_Aim of the task_
Format the rows from the line containing "[outline] blue kayak, every instance" up to and including the line containing "M580 283L583 284L605" as a JSON list of strings, one string per line, leaving out any blank lines.
─── Exercise material ───
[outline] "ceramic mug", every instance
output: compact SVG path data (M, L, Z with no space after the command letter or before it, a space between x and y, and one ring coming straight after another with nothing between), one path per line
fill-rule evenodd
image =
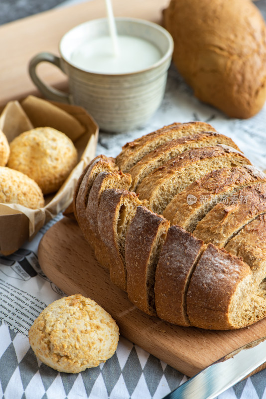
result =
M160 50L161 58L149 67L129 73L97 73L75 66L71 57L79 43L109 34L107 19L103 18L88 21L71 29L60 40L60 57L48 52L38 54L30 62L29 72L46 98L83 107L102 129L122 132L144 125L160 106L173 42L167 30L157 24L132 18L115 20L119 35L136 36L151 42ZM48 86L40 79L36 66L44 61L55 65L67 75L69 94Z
───
─── Exercise material ───
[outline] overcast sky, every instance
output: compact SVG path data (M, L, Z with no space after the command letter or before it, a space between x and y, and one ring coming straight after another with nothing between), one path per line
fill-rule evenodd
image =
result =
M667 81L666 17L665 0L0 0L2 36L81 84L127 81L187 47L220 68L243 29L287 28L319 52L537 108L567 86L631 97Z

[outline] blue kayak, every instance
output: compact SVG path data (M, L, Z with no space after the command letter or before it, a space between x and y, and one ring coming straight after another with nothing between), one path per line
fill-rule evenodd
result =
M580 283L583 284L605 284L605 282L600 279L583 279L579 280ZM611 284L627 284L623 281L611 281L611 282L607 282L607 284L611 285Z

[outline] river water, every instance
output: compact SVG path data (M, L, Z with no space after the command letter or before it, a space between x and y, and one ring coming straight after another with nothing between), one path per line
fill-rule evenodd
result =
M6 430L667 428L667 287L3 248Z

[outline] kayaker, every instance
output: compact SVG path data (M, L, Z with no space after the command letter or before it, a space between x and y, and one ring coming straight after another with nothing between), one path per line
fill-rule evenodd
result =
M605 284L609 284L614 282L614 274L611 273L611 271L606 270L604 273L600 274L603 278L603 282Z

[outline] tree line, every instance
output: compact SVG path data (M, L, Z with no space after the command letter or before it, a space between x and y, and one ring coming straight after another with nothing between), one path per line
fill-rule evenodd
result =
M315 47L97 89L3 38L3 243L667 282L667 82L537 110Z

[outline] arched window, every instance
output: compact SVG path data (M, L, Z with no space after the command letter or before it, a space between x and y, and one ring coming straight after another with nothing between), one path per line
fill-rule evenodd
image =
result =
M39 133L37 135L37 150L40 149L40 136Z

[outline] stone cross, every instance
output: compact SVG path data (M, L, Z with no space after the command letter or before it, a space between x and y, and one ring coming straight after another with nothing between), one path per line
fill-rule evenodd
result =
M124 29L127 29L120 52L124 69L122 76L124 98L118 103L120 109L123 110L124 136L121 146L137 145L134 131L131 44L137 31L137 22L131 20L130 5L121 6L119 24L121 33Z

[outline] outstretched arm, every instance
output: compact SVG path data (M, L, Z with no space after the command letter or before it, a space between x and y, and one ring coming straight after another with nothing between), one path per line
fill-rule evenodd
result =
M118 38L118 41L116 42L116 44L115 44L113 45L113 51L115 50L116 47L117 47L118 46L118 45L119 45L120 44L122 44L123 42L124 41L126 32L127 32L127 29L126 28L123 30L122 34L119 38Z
───
─── Exercise material ───
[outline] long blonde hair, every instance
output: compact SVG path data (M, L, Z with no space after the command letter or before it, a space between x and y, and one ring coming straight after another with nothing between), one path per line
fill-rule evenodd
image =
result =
───
_Solution to this exercise_
[
  "[outline] blue kayak, every instance",
  "output: compact SVG path data (M, L, Z with no space after the command letter or before it, a space between x and y, and one ring coming straight after another with nothing between), one path per line",
  "fill-rule evenodd",
  "result =",
  "M580 283L583 284L605 284L605 282L600 279L583 279L579 280ZM611 284L627 284L623 281L611 281L611 282L607 282L607 284L611 285Z"
]